- [DIRECTION 1]:
Using the report on the Sirte siege, decide whether each statement agrees with it: (a) The mass grave found in Tripoli held 1,700 prisoners. (b) Muftah Mohammed sold fuel. (c) Bani Walid lies about 170 km southeast of Tripoli. Answer yes or no for each and quote the words of the report that decide it.
- [DIRECTION 2]:
List every place name (town, city or country) that appears in the report on the Sirte siege.
- [DIRECTION 3]:
Translate this sentence from the report on the Sirte siege into Spanish: "There is no food, no water, no petrol and no electricity."

- [TEXT SECTION]:
Anti-Gaddafi fighters drive a tank on the way back from Bani Walid near the town's north gate, about 170 km (105 miles) southeast of Tripoli September 26, 2011. (Photo: Reuters)
The siege of one of Sirte, Moamer Gaddafi's last bastions, comes as Libya's new rulers said they had unearthed a mass grave in Tripoli of 1,700 prisoners slain by his regime in a 1996 uprising, a massacre that helped trigger the revolt that ousted the despot.
As fighters loyal to the new leadership tightened the vice around Gaddafi loyalists in Sirte, civilians fleeing the city of some 70,000 spoke of rapidly deterioriating conditions for the remaining residents. "The situation in the city is very critical," said Muftah Mohammed, a fish trader who was leaving in a convoy of seven vehicles with around 60 relatives and neighbours. "There is no food, no water, no petrol and no electricity. This has been going on for nearly two months now as Gaddafi forces would not allow us to leave."

- [RECORDS SUPPLIED]:
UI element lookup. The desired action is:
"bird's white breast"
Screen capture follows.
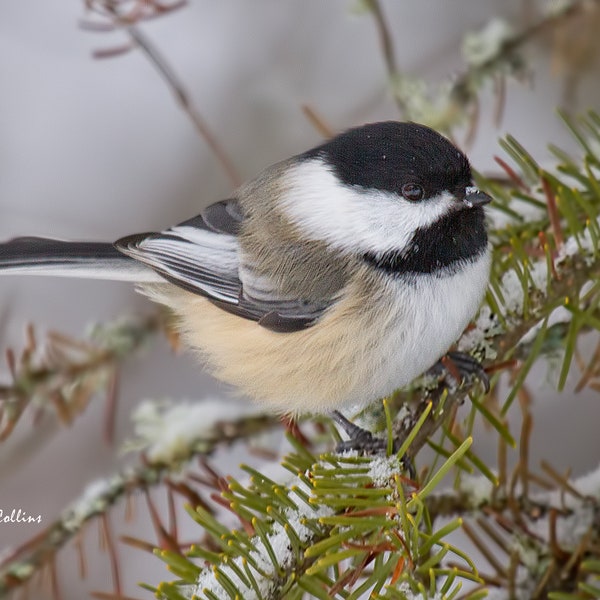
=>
[355,253,490,404]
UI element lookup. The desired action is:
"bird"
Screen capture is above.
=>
[0,121,492,448]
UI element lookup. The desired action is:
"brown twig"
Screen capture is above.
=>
[366,0,409,117]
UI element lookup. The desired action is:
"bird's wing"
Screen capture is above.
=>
[115,199,329,332]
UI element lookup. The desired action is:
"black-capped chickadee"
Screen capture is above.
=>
[0,122,491,438]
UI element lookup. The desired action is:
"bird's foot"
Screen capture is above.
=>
[429,352,490,394]
[331,410,388,454]
[331,410,416,479]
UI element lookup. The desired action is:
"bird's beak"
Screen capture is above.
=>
[462,187,492,208]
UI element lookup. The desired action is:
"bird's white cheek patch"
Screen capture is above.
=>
[282,159,456,252]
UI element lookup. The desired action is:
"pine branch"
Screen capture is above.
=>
[0,403,281,597]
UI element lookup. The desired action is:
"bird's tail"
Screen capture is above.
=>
[0,237,161,283]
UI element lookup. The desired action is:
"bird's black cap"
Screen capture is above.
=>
[300,121,471,199]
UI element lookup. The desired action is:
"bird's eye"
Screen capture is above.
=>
[401,183,425,202]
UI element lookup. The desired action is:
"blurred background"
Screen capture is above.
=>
[0,0,600,600]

- [TASK ANSWER 1]:
(a) Yes: "unearthed a mass grave in Tripoli of 1,700 prisoners"
(b) No: "a fish trader"
(c) Yes: "about 170 km (105 miles) southeast of Tripoli"

- [TASK ANSWER 2]:
Bani Walid, Tripoli, Sirte, Libya

- [TASK ANSWER 3]:
No hay comida, ni agua, ni gasolina, ni electricidad.